YOUR GOAL: Locate the word "brown" in the entries below, then gather every line that holds it.

START RECORDED DATA

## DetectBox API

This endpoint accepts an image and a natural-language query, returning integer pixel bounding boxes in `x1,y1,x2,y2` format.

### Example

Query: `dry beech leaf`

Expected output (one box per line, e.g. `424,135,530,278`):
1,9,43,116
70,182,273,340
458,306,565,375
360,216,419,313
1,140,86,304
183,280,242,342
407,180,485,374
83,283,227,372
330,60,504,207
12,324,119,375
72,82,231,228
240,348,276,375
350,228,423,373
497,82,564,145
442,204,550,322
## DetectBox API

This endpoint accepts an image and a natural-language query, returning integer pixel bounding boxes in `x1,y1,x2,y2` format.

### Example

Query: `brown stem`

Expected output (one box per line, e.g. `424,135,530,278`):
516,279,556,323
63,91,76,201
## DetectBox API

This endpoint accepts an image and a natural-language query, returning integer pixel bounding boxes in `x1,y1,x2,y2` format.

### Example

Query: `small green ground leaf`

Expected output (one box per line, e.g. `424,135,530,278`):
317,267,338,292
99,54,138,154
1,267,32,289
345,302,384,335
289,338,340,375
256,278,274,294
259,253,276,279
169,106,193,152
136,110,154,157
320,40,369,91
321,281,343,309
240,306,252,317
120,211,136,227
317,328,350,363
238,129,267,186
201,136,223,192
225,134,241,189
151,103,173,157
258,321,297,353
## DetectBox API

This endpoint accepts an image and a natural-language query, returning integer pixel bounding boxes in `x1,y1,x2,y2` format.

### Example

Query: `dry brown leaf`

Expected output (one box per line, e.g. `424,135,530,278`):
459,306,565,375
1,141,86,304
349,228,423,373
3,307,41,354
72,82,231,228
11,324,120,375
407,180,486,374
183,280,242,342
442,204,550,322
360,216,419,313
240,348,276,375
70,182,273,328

END RECORDED DATA
START RECORDED DATA

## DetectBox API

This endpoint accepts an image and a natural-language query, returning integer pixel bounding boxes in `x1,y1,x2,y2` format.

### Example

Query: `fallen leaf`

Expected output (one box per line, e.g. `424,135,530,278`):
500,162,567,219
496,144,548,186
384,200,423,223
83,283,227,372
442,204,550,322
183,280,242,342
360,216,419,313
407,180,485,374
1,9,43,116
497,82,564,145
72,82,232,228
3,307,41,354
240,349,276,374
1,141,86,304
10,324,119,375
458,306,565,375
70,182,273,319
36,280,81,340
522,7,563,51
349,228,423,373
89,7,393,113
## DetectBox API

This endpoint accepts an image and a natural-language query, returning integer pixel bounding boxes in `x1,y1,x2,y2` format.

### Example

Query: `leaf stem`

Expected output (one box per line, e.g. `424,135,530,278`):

END RECORDED DATA

TASK ANSWER:
Query: `brown stem`
Query: `dry brown leaf`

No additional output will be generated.